Written exercise 1 | Extract each line of the entries below that contains the string "white", treating uppercase and lowercase letters as distinct.

Source passage |
================================

# Equipment Survey - neep positive feedback



## nEighter (Nov 24, 2008)

next poll make it in adlib form.. would be fun


----------



## HusqyPro (Aug 3, 2009)

*. What is your sex? Male / female *Male
*2. What is you are? ____ (example 20’s) *27
*3. What is your job title? ___ (Carpenter, Construction, Electrician, Landscaper, etc) *Owner, employee, accountant, CFO, and CEO
*4. Hour spend on the job? ____ (1, 4, 6, 8, 10, 12+) *Too many
*5. What vehicle manufacture you drive to/for work? ____(Example: Ford) *Ford
*6. Do you use a trailer for work? Yes/no* Yes
*7. If yes, is it a conventional, cargo, fifth wheel trailer? *Bumper pull landscape trailer.
*8. Do you carry your tools in your trailer? Yes/no *Yes
*9. What brand of tools do you own? ___(ex: Makita)* Husqvarna
*10. What brand of power tools do you use on the job? ____(ex: Dewalt)* The same brand I own, Husqvarna
*11. If a brand of power tools were sold in a package, design to fit your line of work. Would you purchase it?* If I could buy every tool Husqy makes for a discount.
*12. If no, then if it was covered in monthly payments and covered by warranty would you reconsider?* Huh?
*13. If there was a trailer built for your line of work. Would you purchase it?* Already have.
*14. If no, why?
15. With technology on the rise and other alternatives for energy, would you consider switching for the new and leaving the old behind? *As long as it isn't heavier. I don't need a 60lb string trimmer that runs on fancy batteries.
*Any comments:* If this is a college graduation project politely but firmly ask for a refund of any money you have spent. They didn't even teach you how to spell or type properly. College should set you up for success, not failure.


----------



## HusqyPro (Aug 3, 2009)

I'm a student too, LCSC, it's crazy how lax they are. It's like some professors have just given up.


----------

================================

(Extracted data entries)
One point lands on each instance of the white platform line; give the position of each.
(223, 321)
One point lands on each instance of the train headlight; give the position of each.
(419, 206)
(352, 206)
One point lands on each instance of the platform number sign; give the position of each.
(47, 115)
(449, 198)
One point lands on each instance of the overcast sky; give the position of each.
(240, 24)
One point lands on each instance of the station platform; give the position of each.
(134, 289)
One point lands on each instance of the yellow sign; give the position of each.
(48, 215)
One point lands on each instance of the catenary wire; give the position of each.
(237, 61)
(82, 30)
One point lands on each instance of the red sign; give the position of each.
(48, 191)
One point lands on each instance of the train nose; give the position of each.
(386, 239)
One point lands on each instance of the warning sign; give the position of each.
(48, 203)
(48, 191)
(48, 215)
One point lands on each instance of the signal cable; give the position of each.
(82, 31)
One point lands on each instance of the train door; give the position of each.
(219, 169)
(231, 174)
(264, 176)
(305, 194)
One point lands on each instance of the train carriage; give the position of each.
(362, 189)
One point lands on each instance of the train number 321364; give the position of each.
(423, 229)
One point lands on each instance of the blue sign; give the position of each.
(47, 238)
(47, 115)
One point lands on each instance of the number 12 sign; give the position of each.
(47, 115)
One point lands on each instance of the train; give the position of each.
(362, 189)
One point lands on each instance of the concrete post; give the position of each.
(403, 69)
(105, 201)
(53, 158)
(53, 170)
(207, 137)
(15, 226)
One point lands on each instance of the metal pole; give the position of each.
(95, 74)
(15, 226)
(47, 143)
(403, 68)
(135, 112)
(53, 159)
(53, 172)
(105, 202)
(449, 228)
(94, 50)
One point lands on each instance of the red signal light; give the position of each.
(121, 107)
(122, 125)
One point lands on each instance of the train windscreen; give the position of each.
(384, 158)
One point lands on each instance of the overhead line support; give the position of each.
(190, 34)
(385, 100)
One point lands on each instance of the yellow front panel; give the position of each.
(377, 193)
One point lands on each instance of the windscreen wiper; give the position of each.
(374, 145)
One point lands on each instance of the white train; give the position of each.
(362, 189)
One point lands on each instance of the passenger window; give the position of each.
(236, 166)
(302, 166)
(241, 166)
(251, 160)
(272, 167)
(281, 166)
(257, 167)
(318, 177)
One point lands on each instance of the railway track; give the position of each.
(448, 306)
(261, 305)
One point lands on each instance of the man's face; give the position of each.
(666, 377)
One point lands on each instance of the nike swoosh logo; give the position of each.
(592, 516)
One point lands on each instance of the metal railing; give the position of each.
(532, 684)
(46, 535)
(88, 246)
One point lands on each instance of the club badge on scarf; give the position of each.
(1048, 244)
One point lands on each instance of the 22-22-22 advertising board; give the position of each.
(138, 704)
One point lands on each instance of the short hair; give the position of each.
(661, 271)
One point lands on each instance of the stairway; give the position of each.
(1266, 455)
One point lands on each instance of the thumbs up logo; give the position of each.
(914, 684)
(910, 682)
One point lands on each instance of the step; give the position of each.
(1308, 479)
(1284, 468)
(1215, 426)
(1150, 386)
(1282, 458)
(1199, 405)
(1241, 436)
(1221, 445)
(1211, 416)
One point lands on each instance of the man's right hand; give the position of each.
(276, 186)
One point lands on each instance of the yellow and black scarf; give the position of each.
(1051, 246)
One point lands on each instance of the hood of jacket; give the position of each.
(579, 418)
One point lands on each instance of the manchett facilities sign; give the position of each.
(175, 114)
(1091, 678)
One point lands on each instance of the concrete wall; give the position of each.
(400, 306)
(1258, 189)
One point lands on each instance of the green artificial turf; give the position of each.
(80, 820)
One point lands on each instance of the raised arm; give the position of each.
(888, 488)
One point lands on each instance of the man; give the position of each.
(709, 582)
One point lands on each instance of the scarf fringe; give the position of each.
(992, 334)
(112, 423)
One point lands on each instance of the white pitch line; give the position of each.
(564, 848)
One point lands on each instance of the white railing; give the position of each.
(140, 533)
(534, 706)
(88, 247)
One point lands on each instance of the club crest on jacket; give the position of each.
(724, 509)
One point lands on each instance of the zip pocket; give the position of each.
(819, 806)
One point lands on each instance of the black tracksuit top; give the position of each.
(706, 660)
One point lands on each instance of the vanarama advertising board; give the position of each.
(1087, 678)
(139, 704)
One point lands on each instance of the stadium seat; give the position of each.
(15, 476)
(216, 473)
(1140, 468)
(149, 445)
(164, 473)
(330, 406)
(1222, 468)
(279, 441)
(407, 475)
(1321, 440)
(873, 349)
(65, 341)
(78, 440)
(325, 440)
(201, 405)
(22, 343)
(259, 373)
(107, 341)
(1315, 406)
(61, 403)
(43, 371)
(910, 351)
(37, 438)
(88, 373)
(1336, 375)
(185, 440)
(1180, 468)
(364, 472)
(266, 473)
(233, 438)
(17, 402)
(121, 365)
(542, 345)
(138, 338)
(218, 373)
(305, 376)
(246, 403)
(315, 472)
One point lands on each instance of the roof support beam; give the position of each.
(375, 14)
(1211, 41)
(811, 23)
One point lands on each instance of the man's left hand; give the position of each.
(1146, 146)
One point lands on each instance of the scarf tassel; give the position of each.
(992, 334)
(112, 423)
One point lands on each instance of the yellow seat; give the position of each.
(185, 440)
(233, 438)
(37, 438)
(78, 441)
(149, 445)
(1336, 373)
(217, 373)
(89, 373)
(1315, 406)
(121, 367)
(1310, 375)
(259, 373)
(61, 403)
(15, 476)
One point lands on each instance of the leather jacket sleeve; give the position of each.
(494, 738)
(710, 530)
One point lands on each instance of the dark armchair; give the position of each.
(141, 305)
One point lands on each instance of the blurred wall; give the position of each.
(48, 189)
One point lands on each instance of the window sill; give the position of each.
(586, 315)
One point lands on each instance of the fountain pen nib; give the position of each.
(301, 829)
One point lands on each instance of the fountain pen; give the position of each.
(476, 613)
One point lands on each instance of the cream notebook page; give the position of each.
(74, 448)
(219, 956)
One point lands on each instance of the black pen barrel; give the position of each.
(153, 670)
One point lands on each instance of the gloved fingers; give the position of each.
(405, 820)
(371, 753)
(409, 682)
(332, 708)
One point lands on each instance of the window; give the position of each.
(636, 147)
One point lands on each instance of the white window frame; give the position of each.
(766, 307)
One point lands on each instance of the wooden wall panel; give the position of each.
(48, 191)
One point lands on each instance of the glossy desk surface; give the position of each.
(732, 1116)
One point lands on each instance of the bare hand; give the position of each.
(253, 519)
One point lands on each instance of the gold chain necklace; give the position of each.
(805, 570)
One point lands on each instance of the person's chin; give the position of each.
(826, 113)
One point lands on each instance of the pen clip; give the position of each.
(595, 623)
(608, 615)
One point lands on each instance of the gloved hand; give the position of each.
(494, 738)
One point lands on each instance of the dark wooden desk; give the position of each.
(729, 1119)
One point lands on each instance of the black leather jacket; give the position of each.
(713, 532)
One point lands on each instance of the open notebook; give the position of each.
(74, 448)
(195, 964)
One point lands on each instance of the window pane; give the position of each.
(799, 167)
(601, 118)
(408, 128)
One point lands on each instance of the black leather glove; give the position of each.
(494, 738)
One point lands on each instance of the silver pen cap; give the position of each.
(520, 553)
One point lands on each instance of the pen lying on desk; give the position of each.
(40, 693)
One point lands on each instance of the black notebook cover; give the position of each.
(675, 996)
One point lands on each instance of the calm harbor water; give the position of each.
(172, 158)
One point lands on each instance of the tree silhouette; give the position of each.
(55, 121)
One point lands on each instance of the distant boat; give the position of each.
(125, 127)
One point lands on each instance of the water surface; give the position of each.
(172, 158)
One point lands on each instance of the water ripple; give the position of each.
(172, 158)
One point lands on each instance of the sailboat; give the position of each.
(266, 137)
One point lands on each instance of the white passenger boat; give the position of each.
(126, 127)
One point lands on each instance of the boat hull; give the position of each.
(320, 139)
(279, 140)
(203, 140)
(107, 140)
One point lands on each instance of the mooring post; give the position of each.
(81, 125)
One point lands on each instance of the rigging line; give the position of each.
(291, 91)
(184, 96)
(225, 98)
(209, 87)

================================

Written exercise 2 | Output the portion of the equipment survey thread above starting at "15. With technology" and ending at "success, not failure.", reproducing it verbatim.

Solution 1 |
One point lands on each instance of the white platform line; give the position of each.
One point lands on each instance of the white train; give the position of each.
One point lands on each instance of the white pitch line; give the position of each.
One point lands on each instance of the white railing; give the position of each.
One point lands on each instance of the white window frame; give the position of each.
One point lands on each instance of the white passenger boat; give the position of each.

Solution 2 |
15. With technology on the rise and other alternatives for energy, would you consider switching for the new and leaving the old behind? *As long as it isn't heavier. I don't need a 60lb string trimmer that runs on fancy batteries.
*Any comments:* If this is a college graduation project politely but firmly ask for a refund of any money you have spent. They didn't even teach you how to spell or type properly. College should set you up for success, not failure.